→ **RECORDS PROVIDED**:
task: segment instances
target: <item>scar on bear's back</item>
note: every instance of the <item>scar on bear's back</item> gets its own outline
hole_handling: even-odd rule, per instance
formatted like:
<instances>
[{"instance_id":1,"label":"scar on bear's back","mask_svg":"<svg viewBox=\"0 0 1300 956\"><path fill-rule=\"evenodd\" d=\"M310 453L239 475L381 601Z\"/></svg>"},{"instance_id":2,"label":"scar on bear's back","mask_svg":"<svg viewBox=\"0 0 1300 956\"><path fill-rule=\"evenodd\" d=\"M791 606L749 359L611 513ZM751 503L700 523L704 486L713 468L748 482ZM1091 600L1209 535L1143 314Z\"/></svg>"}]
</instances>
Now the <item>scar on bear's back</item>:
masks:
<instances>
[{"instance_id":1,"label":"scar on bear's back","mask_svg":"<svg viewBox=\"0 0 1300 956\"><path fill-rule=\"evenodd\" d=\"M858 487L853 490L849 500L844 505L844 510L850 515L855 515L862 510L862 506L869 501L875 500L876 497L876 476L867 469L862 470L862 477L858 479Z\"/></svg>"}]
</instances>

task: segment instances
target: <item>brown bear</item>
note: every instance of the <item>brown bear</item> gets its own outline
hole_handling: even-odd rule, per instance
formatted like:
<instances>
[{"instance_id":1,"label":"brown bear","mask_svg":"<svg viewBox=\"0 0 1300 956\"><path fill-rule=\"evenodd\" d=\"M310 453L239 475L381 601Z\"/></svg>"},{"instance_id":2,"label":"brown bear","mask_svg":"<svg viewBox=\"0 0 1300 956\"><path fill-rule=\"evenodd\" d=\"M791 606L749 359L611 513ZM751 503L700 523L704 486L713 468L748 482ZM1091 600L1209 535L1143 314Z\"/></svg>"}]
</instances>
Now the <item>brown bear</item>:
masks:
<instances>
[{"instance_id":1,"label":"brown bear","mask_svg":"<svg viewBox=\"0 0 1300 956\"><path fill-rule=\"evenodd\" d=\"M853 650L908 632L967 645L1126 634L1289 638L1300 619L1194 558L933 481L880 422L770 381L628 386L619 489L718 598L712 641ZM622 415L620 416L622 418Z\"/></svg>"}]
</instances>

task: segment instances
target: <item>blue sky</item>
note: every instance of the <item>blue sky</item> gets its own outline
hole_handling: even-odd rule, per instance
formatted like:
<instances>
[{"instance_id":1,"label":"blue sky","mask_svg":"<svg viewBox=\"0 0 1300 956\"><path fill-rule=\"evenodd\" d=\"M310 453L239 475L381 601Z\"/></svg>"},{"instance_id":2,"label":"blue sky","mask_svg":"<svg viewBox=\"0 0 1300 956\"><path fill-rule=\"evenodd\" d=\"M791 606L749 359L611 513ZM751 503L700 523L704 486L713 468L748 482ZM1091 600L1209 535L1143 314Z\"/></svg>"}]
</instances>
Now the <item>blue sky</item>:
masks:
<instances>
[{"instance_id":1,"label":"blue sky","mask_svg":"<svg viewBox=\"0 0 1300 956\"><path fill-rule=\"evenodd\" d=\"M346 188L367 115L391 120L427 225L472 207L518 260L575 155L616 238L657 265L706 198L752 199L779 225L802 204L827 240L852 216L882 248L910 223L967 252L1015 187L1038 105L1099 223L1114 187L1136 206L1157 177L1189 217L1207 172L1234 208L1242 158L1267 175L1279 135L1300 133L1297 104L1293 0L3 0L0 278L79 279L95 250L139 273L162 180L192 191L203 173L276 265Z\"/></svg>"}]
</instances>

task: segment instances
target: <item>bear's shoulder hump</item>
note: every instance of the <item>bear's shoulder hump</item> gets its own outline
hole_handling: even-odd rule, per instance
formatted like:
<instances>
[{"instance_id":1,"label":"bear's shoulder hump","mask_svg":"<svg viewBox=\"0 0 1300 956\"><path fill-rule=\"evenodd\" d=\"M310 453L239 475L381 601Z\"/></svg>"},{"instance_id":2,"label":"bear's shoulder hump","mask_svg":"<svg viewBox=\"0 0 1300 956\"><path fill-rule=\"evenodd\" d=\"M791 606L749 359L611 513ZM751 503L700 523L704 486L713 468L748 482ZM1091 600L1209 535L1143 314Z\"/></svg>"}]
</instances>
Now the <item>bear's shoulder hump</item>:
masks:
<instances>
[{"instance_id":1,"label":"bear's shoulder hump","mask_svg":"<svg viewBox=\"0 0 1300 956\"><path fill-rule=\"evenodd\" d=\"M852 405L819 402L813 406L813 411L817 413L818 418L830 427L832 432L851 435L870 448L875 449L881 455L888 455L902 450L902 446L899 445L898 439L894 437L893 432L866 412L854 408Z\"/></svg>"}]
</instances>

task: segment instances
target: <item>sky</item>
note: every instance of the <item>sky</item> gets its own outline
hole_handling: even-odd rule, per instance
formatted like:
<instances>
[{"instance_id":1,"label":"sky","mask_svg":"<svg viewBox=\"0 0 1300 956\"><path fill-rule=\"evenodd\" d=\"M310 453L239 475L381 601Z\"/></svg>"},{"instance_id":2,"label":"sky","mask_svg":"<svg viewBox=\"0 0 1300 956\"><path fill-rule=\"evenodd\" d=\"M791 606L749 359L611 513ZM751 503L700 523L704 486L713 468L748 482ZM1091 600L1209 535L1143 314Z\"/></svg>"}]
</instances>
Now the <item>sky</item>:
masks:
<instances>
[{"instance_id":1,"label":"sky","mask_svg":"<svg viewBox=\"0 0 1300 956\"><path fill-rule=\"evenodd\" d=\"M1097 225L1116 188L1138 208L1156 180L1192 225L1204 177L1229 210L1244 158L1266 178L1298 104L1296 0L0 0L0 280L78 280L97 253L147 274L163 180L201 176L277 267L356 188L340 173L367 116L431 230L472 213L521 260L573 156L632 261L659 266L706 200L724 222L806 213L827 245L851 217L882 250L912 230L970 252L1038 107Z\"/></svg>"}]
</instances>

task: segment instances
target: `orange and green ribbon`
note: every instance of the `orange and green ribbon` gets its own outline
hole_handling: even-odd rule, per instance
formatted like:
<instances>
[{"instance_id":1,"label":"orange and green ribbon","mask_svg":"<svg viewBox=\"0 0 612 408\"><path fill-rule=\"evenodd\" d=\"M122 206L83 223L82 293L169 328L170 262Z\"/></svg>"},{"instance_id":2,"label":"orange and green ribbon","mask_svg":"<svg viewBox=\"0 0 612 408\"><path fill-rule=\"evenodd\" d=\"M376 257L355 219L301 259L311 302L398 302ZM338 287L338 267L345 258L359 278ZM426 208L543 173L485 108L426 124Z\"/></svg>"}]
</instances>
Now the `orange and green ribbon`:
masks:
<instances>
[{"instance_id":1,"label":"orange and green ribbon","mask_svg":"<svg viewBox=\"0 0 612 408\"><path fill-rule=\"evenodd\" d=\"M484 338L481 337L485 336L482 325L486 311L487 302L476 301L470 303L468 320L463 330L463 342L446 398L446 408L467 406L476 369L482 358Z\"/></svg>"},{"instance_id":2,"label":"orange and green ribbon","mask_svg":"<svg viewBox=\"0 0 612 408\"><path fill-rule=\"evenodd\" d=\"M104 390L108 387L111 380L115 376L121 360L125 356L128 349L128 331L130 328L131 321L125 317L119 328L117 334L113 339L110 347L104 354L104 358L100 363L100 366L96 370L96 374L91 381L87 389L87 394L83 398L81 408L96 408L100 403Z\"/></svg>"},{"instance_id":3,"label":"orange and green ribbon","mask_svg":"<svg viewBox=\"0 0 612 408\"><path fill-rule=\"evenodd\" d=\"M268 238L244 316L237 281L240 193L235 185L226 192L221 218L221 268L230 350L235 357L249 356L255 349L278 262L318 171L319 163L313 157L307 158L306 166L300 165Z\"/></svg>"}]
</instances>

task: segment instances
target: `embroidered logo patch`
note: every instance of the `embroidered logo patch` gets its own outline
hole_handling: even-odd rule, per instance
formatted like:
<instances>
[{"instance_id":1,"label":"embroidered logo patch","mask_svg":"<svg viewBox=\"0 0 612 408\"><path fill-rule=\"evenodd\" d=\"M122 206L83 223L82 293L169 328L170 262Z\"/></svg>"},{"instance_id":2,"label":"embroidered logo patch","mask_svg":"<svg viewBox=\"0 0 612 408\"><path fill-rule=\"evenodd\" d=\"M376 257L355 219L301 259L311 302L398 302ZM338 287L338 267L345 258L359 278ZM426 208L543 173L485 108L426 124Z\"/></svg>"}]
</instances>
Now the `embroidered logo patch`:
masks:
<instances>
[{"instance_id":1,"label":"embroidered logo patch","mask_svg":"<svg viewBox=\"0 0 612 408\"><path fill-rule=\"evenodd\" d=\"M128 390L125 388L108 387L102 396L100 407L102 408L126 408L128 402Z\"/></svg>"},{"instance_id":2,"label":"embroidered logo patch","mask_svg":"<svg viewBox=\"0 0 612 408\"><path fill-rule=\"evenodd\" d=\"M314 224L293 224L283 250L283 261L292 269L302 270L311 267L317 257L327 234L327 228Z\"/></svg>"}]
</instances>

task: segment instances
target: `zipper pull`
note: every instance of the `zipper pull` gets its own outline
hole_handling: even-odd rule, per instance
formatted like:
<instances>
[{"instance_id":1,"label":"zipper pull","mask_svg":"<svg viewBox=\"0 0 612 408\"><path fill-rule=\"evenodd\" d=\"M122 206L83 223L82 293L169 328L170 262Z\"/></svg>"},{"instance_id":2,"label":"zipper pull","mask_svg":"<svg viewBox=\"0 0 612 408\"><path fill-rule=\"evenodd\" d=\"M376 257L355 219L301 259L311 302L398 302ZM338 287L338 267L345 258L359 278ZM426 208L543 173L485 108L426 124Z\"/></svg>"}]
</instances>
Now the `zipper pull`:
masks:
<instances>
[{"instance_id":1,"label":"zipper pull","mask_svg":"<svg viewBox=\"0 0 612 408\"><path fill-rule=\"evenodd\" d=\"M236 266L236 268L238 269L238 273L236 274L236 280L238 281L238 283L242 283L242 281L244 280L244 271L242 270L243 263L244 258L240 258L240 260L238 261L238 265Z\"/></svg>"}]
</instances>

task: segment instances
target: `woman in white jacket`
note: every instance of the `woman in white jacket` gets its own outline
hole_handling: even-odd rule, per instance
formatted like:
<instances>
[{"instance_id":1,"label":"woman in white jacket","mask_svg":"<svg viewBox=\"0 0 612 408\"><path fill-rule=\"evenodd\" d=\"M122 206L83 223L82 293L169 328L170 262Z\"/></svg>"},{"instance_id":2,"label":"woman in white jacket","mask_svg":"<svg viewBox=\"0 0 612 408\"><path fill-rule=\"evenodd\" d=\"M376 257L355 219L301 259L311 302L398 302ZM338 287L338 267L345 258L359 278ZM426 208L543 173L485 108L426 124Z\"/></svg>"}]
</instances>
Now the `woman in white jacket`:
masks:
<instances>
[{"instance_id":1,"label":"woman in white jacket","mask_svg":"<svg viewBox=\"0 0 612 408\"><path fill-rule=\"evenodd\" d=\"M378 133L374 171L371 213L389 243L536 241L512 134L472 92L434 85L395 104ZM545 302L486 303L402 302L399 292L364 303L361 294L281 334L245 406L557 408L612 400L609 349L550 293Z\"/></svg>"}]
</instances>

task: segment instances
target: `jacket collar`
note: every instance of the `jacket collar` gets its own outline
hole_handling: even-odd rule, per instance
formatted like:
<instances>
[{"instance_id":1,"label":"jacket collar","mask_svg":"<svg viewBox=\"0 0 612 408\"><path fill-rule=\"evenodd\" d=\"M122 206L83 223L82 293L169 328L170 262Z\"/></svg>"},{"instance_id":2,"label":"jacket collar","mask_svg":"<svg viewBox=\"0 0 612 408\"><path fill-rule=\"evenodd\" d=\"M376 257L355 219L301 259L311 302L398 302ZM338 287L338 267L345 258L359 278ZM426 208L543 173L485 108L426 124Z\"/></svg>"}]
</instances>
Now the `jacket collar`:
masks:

→ **YOUR TASK**: Copy every line in the data above that has the string "target" in it.

→ **RESULT OF THE TASK**:
target: <item>scar on bear's back</item>
target: <item>brown bear</item>
target: <item>blue sky</item>
target: <item>bear's shoulder hump</item>
target: <item>sky</item>
target: `orange and green ribbon`
target: `embroidered logo patch`
target: `zipper pull`
target: `woman in white jacket`
target: `jacket collar`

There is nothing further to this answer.